Image region outline rows
· · · ·

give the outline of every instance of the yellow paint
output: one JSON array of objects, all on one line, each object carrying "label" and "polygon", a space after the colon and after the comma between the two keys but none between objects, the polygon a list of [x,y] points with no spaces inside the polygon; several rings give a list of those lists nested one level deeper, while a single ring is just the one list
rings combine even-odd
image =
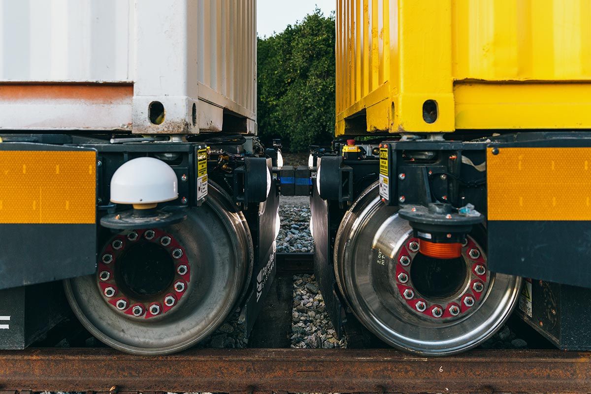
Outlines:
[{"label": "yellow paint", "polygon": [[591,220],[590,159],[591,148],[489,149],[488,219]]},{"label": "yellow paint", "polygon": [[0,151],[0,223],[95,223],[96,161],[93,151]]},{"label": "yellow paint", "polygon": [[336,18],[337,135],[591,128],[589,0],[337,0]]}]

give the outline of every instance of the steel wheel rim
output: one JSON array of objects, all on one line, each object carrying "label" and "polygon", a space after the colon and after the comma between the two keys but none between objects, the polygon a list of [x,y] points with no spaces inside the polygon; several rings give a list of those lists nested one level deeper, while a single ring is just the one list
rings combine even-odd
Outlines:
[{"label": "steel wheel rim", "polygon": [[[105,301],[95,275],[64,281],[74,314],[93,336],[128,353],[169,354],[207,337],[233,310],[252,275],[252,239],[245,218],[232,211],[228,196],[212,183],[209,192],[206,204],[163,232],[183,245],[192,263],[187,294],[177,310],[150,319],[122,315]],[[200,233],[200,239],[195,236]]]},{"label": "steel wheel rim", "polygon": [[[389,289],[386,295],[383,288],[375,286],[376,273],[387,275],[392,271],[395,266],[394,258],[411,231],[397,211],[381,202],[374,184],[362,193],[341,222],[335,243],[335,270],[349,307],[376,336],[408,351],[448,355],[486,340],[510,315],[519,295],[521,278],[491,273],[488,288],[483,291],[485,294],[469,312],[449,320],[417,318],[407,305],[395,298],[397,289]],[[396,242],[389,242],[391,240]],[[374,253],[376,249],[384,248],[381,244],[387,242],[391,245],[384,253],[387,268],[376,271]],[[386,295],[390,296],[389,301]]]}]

· · · ·

• _WHAT THIS TASK INVOLVES_: Copy every line of the rows above word for word, leaving out the pictures.

• _ANSWER TO THIS EXERCISE_:
give the outline of every instance of the yellow paint
output: one JSON array of objects, all on one line, each object carrying "label" and "polygon", a space after the colon and after the comma between the two keys but none between objects, the polygon a list of [x,y] points with no spaces inside the polygon; several rings give a list of those lists nested one level deeper, while a single ring is just the one list
rings combine even-odd
image =
Outlines:
[{"label": "yellow paint", "polygon": [[591,220],[590,159],[591,148],[489,149],[488,219]]},{"label": "yellow paint", "polygon": [[0,151],[0,223],[95,223],[96,161],[93,151]]},{"label": "yellow paint", "polygon": [[336,18],[337,135],[591,128],[589,0],[337,0]]}]

give the outline of every instance of the steel wheel rim
output: one JSON array of objects, all on one line, each object carrying "label" and "polygon", a space after the colon and after the comma between the two keys but none between objects, the polygon a list of [x,y] points with no spaces inside the polygon; several rings give a list of those lists nested one level deeper, while a single ring is just the one list
rings combine even-odd
Outlines:
[{"label": "steel wheel rim", "polygon": [[[105,301],[95,275],[64,281],[74,314],[93,336],[128,353],[169,354],[207,337],[233,310],[252,275],[252,239],[245,218],[232,211],[228,196],[212,183],[209,192],[206,204],[163,232],[183,245],[192,263],[187,294],[177,310],[150,319],[122,315]],[[200,233],[200,239],[195,236]]]},{"label": "steel wheel rim", "polygon": [[[389,289],[386,295],[383,288],[375,286],[376,273],[387,275],[392,271],[395,266],[394,258],[411,231],[397,211],[381,202],[374,184],[362,193],[341,222],[335,243],[335,270],[349,307],[376,336],[408,351],[448,355],[486,340],[510,315],[519,295],[521,278],[491,273],[488,288],[483,291],[485,294],[469,312],[449,320],[417,318],[407,305],[395,298],[397,289]],[[396,242],[389,242],[391,240]],[[374,253],[376,249],[384,248],[381,244],[387,242],[391,245],[384,253],[387,268],[376,271]],[[386,295],[390,296],[389,301]]]}]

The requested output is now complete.